__PROBLEM DETAILS__.
List each line of the items below that contains the string "with", copying every such line in full.

__DATA RECORDS__.
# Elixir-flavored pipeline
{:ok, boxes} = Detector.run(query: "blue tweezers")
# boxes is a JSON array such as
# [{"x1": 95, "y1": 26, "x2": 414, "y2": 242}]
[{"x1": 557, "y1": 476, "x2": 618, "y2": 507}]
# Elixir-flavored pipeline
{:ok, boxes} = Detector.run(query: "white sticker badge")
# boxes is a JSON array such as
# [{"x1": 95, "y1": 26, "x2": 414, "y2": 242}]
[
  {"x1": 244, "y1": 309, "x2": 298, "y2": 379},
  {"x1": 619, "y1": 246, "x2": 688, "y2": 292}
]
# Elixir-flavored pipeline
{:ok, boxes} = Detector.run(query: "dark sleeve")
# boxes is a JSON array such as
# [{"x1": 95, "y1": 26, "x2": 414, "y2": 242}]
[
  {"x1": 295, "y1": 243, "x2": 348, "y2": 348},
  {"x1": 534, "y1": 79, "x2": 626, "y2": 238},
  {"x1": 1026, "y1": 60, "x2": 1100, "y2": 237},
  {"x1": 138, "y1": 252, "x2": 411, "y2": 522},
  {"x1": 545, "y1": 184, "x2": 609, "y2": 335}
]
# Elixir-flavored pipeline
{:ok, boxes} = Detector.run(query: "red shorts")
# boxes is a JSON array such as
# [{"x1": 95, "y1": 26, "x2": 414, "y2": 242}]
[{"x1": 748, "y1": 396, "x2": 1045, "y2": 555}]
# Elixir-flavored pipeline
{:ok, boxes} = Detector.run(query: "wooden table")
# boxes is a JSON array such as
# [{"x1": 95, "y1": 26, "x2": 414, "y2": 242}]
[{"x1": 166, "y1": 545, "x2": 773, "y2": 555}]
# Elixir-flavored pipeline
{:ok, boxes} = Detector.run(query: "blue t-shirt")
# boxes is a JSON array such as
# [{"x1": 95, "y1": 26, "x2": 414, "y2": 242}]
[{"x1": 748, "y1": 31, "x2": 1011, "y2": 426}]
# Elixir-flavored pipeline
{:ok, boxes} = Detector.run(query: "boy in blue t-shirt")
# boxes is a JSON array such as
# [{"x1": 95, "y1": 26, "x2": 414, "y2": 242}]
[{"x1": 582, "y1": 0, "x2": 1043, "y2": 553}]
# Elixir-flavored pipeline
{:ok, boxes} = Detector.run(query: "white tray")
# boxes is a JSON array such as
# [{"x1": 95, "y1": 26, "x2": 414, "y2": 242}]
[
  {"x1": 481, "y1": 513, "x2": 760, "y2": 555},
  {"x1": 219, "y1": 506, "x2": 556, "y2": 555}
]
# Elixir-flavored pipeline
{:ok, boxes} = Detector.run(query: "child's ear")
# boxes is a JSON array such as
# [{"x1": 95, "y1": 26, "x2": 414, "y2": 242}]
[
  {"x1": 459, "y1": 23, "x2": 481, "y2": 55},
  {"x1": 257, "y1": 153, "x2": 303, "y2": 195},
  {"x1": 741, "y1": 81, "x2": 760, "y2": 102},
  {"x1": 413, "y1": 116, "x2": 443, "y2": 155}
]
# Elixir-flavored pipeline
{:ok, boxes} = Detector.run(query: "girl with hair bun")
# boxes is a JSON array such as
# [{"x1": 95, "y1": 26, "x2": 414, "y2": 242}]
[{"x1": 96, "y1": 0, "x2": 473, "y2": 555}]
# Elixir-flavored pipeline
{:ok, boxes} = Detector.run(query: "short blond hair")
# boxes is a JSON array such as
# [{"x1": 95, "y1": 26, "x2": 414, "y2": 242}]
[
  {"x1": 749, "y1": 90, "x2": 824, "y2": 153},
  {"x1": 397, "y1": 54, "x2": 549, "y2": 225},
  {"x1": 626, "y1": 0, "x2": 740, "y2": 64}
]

--

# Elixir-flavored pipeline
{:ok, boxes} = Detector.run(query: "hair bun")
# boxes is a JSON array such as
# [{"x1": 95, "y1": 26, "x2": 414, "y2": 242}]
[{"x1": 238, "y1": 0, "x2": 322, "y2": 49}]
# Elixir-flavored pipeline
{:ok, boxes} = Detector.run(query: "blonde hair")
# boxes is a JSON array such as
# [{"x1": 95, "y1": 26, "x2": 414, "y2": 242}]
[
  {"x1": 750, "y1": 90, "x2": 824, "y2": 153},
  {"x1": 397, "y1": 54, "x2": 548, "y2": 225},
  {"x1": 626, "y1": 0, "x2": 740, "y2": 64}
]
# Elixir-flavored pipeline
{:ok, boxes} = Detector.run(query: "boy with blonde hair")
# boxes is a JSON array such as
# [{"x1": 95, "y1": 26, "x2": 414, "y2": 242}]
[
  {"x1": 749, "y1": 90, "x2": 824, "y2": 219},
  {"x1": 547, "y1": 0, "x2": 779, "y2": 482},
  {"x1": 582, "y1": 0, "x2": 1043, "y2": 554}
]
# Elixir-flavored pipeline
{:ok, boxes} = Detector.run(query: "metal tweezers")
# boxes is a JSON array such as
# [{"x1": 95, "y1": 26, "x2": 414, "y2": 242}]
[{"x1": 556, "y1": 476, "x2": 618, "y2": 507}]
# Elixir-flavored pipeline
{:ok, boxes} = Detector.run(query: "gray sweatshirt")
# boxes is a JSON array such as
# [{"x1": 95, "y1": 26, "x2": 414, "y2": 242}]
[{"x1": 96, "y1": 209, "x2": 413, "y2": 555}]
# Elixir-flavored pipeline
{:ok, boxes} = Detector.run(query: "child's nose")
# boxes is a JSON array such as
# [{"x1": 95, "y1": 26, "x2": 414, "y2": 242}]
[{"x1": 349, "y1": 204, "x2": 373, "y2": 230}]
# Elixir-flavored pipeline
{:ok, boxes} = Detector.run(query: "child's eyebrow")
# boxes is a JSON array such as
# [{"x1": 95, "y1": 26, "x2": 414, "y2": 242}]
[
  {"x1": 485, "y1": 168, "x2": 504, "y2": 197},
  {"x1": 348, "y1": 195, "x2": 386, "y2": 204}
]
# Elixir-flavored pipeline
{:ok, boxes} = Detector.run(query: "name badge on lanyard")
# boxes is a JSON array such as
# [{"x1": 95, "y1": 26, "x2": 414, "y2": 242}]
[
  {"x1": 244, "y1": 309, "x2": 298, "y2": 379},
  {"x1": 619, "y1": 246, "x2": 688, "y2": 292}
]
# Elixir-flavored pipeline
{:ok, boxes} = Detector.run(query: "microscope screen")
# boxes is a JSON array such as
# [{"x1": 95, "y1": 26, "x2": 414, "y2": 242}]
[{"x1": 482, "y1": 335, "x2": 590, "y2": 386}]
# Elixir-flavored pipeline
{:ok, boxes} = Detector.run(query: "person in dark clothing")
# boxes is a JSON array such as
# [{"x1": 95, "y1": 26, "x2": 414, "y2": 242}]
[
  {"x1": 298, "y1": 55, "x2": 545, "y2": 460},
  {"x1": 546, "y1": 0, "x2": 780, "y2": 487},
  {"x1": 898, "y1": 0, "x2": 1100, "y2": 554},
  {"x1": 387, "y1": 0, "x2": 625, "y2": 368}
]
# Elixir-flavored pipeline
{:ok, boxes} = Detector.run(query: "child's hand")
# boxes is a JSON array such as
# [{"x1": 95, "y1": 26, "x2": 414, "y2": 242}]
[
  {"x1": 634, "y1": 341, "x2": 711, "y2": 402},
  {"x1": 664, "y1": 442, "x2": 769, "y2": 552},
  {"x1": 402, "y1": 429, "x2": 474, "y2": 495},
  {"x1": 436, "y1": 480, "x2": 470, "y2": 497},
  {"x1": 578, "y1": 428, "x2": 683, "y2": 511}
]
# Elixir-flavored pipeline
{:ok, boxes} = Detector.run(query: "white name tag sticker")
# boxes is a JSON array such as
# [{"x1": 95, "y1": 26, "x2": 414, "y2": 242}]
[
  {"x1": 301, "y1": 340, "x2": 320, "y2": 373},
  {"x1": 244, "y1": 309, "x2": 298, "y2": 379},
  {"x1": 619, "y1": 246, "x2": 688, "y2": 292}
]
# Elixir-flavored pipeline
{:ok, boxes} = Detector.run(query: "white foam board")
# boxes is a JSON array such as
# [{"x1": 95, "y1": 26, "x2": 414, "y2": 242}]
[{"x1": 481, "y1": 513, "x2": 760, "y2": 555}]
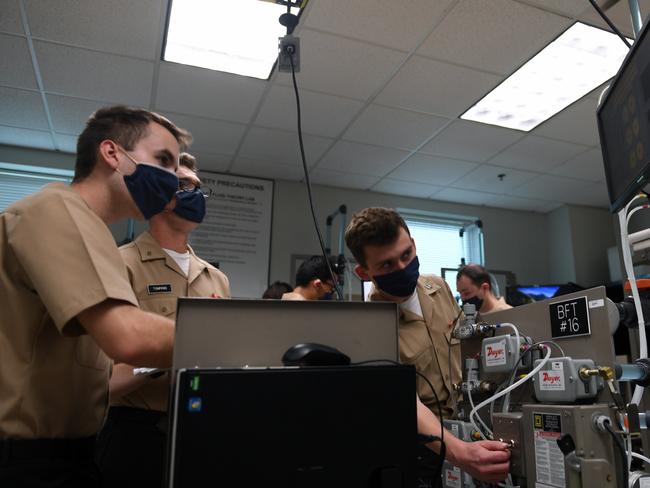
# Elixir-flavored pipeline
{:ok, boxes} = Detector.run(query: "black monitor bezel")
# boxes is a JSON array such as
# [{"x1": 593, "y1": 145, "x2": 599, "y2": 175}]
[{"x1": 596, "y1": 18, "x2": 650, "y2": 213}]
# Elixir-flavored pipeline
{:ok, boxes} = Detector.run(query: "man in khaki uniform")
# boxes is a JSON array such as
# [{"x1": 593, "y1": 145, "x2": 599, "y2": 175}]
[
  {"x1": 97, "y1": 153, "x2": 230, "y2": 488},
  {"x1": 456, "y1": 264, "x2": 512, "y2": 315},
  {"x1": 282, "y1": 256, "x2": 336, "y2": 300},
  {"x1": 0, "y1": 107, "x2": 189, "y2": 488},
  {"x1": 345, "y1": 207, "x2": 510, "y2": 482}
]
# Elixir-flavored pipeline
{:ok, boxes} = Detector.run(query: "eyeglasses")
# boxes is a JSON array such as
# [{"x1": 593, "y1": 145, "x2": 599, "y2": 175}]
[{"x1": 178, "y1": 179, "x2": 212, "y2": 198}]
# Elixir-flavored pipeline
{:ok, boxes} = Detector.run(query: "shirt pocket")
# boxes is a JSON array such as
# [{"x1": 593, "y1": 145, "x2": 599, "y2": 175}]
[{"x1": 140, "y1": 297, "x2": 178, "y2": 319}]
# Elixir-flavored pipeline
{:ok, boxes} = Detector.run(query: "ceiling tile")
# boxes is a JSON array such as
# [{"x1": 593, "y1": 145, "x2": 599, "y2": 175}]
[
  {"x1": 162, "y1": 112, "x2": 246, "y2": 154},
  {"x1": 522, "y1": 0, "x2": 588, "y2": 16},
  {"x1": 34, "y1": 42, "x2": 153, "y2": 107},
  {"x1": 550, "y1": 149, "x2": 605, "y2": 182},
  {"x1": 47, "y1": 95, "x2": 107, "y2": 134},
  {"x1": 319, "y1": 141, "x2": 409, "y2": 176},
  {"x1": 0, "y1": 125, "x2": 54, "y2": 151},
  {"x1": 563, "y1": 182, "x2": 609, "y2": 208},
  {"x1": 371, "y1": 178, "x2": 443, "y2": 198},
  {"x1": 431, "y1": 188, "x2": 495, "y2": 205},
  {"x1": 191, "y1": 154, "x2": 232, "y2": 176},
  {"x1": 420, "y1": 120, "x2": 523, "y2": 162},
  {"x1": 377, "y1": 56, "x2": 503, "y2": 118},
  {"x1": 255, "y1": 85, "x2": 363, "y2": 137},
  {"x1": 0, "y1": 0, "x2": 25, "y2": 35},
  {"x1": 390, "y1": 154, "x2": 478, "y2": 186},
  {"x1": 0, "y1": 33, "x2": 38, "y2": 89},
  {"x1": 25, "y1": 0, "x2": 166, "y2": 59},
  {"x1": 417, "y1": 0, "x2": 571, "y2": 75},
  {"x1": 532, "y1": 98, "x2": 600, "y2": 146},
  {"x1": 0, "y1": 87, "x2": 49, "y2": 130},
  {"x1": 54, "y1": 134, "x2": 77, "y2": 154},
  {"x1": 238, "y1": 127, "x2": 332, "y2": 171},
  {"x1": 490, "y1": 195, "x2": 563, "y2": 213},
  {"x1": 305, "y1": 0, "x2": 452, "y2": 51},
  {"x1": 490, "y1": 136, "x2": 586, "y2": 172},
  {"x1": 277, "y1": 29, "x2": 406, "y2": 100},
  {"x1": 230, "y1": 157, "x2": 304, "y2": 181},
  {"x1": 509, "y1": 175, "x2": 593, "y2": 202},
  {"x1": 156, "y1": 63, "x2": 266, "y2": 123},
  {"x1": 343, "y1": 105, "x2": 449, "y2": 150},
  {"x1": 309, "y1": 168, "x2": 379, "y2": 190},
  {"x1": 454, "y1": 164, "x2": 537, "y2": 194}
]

__WRITTEN REPLY__.
{:ok, boxes} = Detector.run(query: "girl with hair bun")
{:ok, boxes} = Detector.run(query: "boy with blonde hair")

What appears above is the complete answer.